All of the data that follows is to be written out exactly, with images excluded.

━━ EXCERPTED RECORDS

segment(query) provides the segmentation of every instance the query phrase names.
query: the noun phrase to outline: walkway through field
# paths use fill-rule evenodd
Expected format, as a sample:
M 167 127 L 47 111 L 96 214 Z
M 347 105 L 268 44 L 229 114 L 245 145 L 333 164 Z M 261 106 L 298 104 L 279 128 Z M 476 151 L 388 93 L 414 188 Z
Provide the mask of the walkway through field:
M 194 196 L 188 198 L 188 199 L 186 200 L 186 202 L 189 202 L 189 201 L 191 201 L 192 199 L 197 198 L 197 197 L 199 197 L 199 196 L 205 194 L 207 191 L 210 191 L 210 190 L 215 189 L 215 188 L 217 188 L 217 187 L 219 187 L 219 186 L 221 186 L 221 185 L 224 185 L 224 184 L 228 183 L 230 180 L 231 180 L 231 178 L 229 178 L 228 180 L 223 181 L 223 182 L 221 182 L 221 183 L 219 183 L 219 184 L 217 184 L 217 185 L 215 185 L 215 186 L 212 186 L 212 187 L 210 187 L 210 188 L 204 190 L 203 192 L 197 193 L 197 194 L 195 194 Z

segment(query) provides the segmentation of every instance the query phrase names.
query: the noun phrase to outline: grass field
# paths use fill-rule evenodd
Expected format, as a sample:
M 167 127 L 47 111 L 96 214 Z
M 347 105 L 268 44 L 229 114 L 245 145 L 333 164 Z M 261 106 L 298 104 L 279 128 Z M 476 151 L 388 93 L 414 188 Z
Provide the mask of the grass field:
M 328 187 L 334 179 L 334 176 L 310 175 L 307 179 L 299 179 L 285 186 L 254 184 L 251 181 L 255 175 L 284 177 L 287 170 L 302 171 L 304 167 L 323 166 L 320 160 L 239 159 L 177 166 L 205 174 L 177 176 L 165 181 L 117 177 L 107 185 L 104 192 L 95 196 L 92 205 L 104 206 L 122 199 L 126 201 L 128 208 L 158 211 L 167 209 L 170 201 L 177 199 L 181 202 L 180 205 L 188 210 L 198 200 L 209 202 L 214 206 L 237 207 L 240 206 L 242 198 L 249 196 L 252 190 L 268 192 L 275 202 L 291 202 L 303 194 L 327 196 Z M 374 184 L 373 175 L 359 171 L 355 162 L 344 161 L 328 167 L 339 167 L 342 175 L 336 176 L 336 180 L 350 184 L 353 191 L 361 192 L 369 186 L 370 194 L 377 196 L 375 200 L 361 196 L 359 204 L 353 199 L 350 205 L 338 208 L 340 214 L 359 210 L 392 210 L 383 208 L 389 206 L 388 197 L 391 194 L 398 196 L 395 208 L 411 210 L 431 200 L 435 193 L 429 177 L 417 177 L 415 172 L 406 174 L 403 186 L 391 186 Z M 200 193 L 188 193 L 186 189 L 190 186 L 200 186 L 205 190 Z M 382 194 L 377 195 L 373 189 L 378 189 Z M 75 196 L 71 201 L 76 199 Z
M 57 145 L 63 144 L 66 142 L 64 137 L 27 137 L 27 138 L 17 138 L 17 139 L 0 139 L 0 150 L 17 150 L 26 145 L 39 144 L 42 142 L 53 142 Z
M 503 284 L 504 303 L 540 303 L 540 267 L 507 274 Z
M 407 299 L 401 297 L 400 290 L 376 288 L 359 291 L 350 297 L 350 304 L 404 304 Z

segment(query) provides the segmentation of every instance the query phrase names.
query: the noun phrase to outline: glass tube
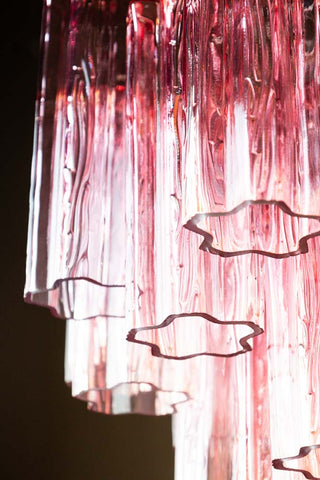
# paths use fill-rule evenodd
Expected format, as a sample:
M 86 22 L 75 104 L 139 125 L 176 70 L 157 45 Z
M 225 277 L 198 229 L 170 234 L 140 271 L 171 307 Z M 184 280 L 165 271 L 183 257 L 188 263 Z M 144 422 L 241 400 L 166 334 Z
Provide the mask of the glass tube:
M 319 247 L 260 263 L 264 333 L 245 355 L 207 359 L 208 389 L 176 414 L 177 480 L 319 478 Z
M 318 29 L 318 1 L 45 2 L 26 299 L 92 409 L 181 409 L 177 480 L 320 475 Z
M 210 253 L 306 252 L 320 231 L 318 3 L 163 8 L 183 222 Z
M 125 314 L 127 7 L 44 4 L 25 296 L 61 317 Z

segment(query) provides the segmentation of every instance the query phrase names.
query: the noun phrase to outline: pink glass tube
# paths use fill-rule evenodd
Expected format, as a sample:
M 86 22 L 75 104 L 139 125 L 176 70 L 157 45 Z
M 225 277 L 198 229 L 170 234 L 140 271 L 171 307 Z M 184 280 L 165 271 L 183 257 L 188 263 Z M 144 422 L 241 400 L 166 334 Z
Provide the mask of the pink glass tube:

━━━━

THE ANSWER ::
segment(query) provides the segmentation of every instance the query phrase names.
query: the noun phrase to outline: walkway through field
# paths use fill-rule evenodd
Expected format, as a sample:
M 167 127 L 47 111 L 96 214 Z
M 347 105 L 268 44 L 229 114 L 245 145 L 333 164 Z M 261 106 L 298 104 L 279 128 Z M 476 151 L 388 93 L 414 188 Z
Provide the mask of the walkway through field:
M 194 196 L 188 198 L 188 199 L 186 200 L 186 202 L 189 202 L 189 201 L 191 201 L 192 199 L 197 198 L 197 197 L 199 197 L 199 196 L 205 194 L 207 191 L 210 191 L 210 190 L 215 189 L 215 188 L 217 188 L 217 187 L 219 187 L 219 186 L 221 186 L 221 185 L 224 185 L 224 184 L 228 183 L 230 180 L 231 180 L 231 178 L 229 178 L 228 180 L 223 181 L 223 182 L 221 182 L 221 183 L 219 183 L 219 184 L 217 184 L 217 185 L 215 185 L 215 186 L 212 186 L 212 187 L 210 187 L 210 188 L 204 190 L 203 192 L 197 193 L 197 194 L 195 194 Z

segment(query) provides the segmentation of every instance the query phrase names.
query: the noun phrase to outline: grass field
# paths use fill-rule evenodd
Expected format, as a sample:
M 167 127 L 47 111 L 96 214 Z
M 347 105 L 268 44 L 229 114 L 245 145 L 333 164 Z M 261 106 L 298 104 L 279 128 Z M 476 151 L 388 93 L 414 188 Z
Provide the mask of the grass field:
M 328 187 L 334 179 L 334 176 L 310 175 L 307 179 L 299 179 L 285 186 L 254 184 L 251 181 L 255 175 L 284 177 L 287 170 L 302 171 L 304 167 L 323 166 L 320 160 L 239 159 L 177 166 L 205 174 L 177 176 L 165 181 L 117 177 L 107 185 L 104 192 L 95 196 L 92 205 L 104 206 L 122 199 L 126 201 L 128 208 L 158 211 L 167 209 L 170 201 L 177 199 L 181 202 L 180 205 L 188 210 L 198 200 L 209 202 L 214 206 L 237 207 L 240 206 L 242 198 L 249 196 L 252 190 L 268 192 L 275 202 L 291 202 L 303 194 L 327 196 Z M 374 184 L 373 175 L 359 171 L 355 162 L 344 161 L 328 167 L 339 167 L 342 175 L 336 176 L 336 180 L 350 184 L 353 191 L 361 192 L 369 186 L 370 194 L 377 196 L 375 200 L 361 196 L 359 204 L 353 199 L 350 205 L 338 208 L 340 214 L 359 210 L 392 210 L 383 208 L 389 206 L 388 197 L 391 194 L 398 196 L 395 208 L 411 210 L 431 200 L 435 193 L 429 177 L 417 177 L 415 172 L 406 174 L 403 186 L 391 186 Z M 200 193 L 188 193 L 186 189 L 190 186 L 200 186 L 205 190 Z M 382 194 L 377 195 L 373 189 L 378 189 Z M 75 196 L 71 201 L 76 199 Z
M 57 145 L 63 144 L 66 142 L 64 137 L 27 137 L 27 138 L 17 138 L 17 139 L 0 139 L 0 150 L 17 150 L 26 145 L 39 144 L 42 142 L 53 142 Z
M 503 284 L 504 303 L 540 303 L 540 267 L 507 274 Z
M 407 299 L 401 297 L 400 290 L 376 288 L 359 291 L 350 297 L 350 304 L 404 304 Z

segment(query) provides the segmentation of every instance the query phrase names.
query: the noun phrase to outline: glass tube
# paths use fill-rule evenodd
Expected format, as a sample:
M 86 22 L 75 104 L 139 125 L 176 70 L 157 45 Z
M 225 277 L 198 229 L 170 234 L 140 271 L 171 307 Z M 184 280 L 165 271 L 183 257 L 188 263 Z M 144 422 L 241 400 L 166 334 Z
Provide the mask of the glass tube:
M 319 247 L 260 263 L 264 333 L 245 355 L 207 359 L 208 389 L 176 414 L 177 480 L 319 478 Z
M 318 29 L 318 1 L 45 2 L 26 299 L 92 409 L 181 409 L 177 480 L 320 475 Z
M 210 253 L 306 252 L 320 231 L 318 3 L 163 8 L 183 222 Z
M 125 314 L 127 7 L 44 4 L 25 296 L 61 317 Z

segment(query) provides the segmentation of every instance the query phrase names.
query: the noun phrase to outline: pink glass tube
# paths use fill-rule evenodd
Expected format, as a sample:
M 86 22 L 75 104 L 139 125 L 176 70 L 157 45 Z
M 225 277 L 198 229 L 170 234 L 140 271 L 171 307 Z M 184 280 L 165 271 L 183 257 L 188 263 Z M 144 422 L 241 400 L 166 334 Z
Provide the mask of the pink glass tube:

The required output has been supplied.